→ **Records for the task**
____________

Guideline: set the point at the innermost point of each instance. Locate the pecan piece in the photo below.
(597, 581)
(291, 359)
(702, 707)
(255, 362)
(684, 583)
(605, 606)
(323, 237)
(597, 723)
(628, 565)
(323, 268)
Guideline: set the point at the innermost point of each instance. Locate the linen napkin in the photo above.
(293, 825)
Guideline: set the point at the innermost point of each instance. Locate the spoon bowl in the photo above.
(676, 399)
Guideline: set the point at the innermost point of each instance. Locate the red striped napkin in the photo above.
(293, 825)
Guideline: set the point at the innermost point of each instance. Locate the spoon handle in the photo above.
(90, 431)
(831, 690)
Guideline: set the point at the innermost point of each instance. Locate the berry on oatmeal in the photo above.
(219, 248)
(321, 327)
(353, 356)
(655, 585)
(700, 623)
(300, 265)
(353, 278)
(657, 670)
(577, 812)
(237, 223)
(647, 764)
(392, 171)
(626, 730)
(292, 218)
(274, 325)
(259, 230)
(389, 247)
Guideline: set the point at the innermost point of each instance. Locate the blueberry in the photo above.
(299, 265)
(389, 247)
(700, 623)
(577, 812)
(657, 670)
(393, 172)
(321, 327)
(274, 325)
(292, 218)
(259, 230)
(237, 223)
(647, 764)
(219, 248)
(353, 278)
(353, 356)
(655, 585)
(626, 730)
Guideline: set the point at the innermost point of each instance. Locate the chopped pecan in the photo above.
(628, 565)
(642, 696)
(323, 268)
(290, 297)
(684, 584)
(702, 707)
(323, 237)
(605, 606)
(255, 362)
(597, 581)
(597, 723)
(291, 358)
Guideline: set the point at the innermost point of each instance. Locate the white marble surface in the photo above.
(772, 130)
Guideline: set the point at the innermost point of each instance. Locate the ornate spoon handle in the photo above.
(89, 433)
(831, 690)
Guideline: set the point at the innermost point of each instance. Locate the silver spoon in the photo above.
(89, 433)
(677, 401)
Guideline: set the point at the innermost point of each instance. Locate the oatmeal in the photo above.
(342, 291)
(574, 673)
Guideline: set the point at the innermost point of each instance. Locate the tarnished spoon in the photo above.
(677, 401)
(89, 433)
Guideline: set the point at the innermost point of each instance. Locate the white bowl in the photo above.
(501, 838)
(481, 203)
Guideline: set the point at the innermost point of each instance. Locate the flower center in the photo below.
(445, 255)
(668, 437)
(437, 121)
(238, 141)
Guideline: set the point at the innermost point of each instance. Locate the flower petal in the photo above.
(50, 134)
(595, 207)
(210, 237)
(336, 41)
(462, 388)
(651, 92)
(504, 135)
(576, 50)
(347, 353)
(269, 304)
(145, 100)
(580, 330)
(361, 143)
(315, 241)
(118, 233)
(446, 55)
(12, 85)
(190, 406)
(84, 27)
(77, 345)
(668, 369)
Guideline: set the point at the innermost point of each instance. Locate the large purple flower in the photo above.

____________

→ **Action item**
What this task asks for is an exact copy of the material above.

→ **Result below**
Guideline: set the point at the innermost point of each instance. Locate the pecan piece in the photo below.
(597, 581)
(291, 359)
(702, 707)
(255, 362)
(684, 583)
(605, 606)
(323, 237)
(597, 723)
(628, 565)
(323, 268)
Guideline: set the point at the innermost point of each instance. Locate the linen napkin in the photo above.
(293, 825)
Guideline: set the point at the innermost point of each instance. Locate the spoon bowl in the photo above.
(676, 399)
Guideline: set the point at the innermost point of each instance. Locate the red striped napkin in the photo above.
(293, 825)
Guideline: set the point at the innermost point of each instance. Locate the spoon handle in the photo above.
(90, 431)
(831, 690)
Guideline: set the point at the innermost point of each instance. Locate the berry on oatmeal in the photo above.
(219, 248)
(321, 327)
(353, 356)
(655, 585)
(700, 623)
(300, 265)
(353, 278)
(657, 670)
(577, 812)
(237, 223)
(647, 764)
(392, 171)
(626, 730)
(292, 218)
(274, 325)
(259, 230)
(389, 247)
Guideline: set the point at the innermost point of each instance. Locate the blueberry in the photo above.
(299, 265)
(389, 247)
(700, 623)
(577, 812)
(657, 670)
(393, 172)
(321, 327)
(274, 325)
(292, 218)
(259, 230)
(237, 223)
(647, 764)
(219, 248)
(353, 278)
(353, 356)
(655, 585)
(626, 730)
Guideline: set the point at the innermost point of each instance. Locate the chopped pecan in the photo above.
(628, 565)
(642, 696)
(323, 268)
(290, 297)
(684, 584)
(702, 707)
(323, 237)
(605, 606)
(255, 362)
(597, 581)
(597, 723)
(291, 358)
Guideline: set the point at the innermost point of each instance. Locate the white marble surface in the photo above.
(772, 130)
Guideline: set the point at the innermost point of each instance. Locate the ornate spoon handle in the photo above.
(89, 433)
(831, 690)
Guideline: set the point at the innermost point of each instance. Locate the silver spoon in the photo above.
(89, 433)
(677, 401)
Guideline: set the point at the innermost point of each instance. Locate the oatmeal in the photo above.
(342, 291)
(574, 673)
Guideline: set the point at the innermost point of each instance. Locate the tarnished spoon in the photo above.
(677, 401)
(89, 433)
Guideline: set the point at the innermost point of each instance. Locate the white bowl in the photo above.
(501, 838)
(481, 203)
Guideline: set the point at the innermost point of each instance. Locate the flower center in the photo below.
(445, 255)
(668, 437)
(437, 121)
(238, 141)
Guideline: set the point at the innermost point of each instance. Locate the flower petal in the photo above.
(50, 134)
(595, 207)
(210, 237)
(336, 41)
(462, 388)
(651, 92)
(504, 135)
(576, 50)
(347, 353)
(269, 304)
(145, 100)
(580, 330)
(361, 143)
(315, 241)
(118, 233)
(446, 55)
(12, 85)
(190, 406)
(84, 27)
(77, 345)
(668, 369)
Guideline: set the point at the innermost point of each instance. Locate the large purple flower in the photo above.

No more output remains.